INPUT MATERIAL

--*--

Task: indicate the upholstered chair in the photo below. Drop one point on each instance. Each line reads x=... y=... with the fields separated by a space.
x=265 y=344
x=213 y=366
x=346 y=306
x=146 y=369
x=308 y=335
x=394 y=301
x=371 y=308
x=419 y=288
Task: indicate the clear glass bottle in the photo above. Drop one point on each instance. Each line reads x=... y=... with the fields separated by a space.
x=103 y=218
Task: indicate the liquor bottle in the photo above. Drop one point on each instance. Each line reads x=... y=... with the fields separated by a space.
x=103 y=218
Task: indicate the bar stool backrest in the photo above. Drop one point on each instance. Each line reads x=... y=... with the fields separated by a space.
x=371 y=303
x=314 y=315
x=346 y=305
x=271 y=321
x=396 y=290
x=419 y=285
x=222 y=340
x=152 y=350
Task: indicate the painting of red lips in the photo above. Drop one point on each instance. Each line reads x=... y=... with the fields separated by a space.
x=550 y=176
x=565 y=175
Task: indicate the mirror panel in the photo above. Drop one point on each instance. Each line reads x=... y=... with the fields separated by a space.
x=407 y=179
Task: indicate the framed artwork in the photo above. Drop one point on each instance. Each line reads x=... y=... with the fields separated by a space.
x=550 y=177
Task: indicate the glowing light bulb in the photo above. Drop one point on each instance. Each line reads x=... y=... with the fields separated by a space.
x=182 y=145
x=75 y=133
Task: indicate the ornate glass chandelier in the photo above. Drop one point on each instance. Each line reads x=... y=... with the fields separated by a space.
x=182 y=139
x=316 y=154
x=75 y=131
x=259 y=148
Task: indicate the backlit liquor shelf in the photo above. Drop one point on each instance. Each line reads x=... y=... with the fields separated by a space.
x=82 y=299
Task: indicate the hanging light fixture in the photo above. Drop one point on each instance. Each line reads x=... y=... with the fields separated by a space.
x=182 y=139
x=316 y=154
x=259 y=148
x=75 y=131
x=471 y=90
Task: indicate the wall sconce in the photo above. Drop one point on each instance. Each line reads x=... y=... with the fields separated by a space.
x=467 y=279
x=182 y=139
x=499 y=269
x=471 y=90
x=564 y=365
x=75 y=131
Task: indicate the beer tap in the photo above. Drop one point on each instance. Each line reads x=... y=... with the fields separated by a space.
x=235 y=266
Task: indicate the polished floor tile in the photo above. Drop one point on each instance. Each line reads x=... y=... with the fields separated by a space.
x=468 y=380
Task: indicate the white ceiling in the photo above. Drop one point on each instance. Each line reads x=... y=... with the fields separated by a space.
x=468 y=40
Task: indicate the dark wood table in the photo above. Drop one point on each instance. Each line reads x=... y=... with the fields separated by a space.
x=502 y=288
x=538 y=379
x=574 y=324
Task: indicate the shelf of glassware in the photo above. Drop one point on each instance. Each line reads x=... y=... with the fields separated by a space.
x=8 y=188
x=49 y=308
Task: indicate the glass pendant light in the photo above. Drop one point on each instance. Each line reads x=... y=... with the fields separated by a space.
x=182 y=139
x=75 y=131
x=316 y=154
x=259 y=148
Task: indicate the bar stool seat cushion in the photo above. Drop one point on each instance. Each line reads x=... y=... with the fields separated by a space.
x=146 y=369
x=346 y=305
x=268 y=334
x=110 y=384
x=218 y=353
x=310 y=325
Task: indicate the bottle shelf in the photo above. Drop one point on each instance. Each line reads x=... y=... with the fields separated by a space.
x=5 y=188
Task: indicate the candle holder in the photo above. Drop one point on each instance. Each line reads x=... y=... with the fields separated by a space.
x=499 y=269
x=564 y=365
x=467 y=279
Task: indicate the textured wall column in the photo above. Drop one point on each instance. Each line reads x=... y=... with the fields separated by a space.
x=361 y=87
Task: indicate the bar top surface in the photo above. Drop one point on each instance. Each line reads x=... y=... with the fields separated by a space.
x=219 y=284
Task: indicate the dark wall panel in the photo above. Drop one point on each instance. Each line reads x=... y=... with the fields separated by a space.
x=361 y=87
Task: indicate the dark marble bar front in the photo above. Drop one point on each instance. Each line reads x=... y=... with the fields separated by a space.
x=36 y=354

--*--

Return all of the above records exactly, leaving no line out.

Task: indicate the upholstered chair in the photo below. Drop one point on each instance. Each line reads x=... y=... with the fields separated by a space.
x=265 y=344
x=213 y=366
x=346 y=306
x=146 y=369
x=308 y=335
x=394 y=301
x=371 y=308
x=419 y=288
Task: indicate the clear glass bottle in the photo above. Drop one point on each instance. Each line reads x=... y=... with the fields separated by a space.
x=103 y=218
Task: indicate the liquor bottle in the photo above. Drop one point on each instance. Each line reads x=... y=... with the fields separated by a space.
x=103 y=218
Task: indicate the bar stool backrest in the photo above. Drop one point on each instance. Each line reads x=... y=... with the fields separated by a space.
x=371 y=303
x=314 y=315
x=346 y=305
x=271 y=321
x=396 y=290
x=419 y=285
x=222 y=340
x=152 y=350
Task: indicate the painting of red lips in the photo above. Drop one point on each instance. Each line reads x=... y=... with the fields separated by a space.
x=550 y=176
x=565 y=175
Task: indicate the mirror panel in the photo above. Drop one point on each instance. Each line reads x=... y=... with the fields separated by a space.
x=407 y=179
Task: indicate the framed artwork in the photo above. Drop one point on each instance. Each line reads x=... y=... with the fields separated by a space.
x=550 y=177
Task: indicate the glowing light bulb in the photo above. Drop one point on each instance. Each line reads x=... y=... with the fields separated by a space.
x=182 y=145
x=75 y=133
Task: indicate the ornate glass chandelier in the photo above. Drop one point on each instance. Each line reads x=... y=... with the fields separated by a space.
x=182 y=139
x=316 y=154
x=75 y=131
x=259 y=148
Task: indicate the backlit liquor shelf in the photo above. Drop one point on each instance. Each line reads x=... y=... with the fields separated by a space.
x=82 y=299
Task: indicate the hanging light fixture in the photo above. Drop one point on each instance. Each line reads x=... y=... with the fields separated by a space.
x=182 y=139
x=316 y=154
x=259 y=148
x=75 y=131
x=471 y=90
Task: indicate the wall sconce in the photo above. Drop one point on each instance. Each line reads x=... y=... with the fields separated by a space.
x=467 y=279
x=182 y=139
x=499 y=269
x=471 y=90
x=564 y=365
x=75 y=131
Task: indicate the beer tap in the photo above. Drop one point on each instance. Each line reads x=... y=... with the fields separated by a space.
x=235 y=266
Task: indicate the polished floor tile in the photo above. Drop one point on each instance. Each line reads x=... y=... with the fields separated by a space.
x=468 y=380
Task: indicate the white ceiling in the photo above. Drop one point on each instance. Each line reads x=... y=... with the fields separated by a space.
x=468 y=40
Task: indicate the dark wood table in the photo above. Drop one point on each instance. Each line reads x=... y=... with the fields separated by a space.
x=502 y=288
x=538 y=379
x=574 y=324
Task: indicate the shelf of glassware in the photo above. Drop one point on each instance. Each line reads x=... y=... with the fields separated by a space.
x=8 y=188
x=49 y=308
Task: indicate the glass pendant light in the photo above. Drop one point on each instance. Each line reads x=... y=... with the fields separated by a space.
x=182 y=139
x=75 y=131
x=316 y=154
x=259 y=148
Task: indicate the bar stool seat cushion in the photo above. Drop one point on each instance. Each line reads x=... y=... with the fields separated by a space.
x=146 y=369
x=346 y=305
x=268 y=334
x=110 y=384
x=218 y=353
x=310 y=325
Task: indicate the bottle shelf in the photo above. Drop one point on each instance. Each line reads x=... y=... with the fields separated by a space.
x=5 y=188
Task: indicate the candle holder in the photo above. Drop one point on each instance. Each line reads x=... y=... with the fields separated by a space.
x=499 y=269
x=564 y=365
x=467 y=279
Task: indicate the textured wall column in the photo above. Drop one point on each instance. Each line reads x=... y=... with the fields separated by a space.
x=361 y=87
Task: indicate the bar top surface in the photo above. Drop one point on each instance. Each line reads x=... y=... with the fields separated by a space.
x=219 y=284
Task: indicate the dark wall panel in the photo above. Drop one point on each instance. Each line reads x=... y=... with the fields separated by a space.
x=361 y=87
Task: indicate the dark marble bar front in the photo above. Drop one point on each instance. Each line reads x=... y=... with the fields separated by a space.
x=36 y=354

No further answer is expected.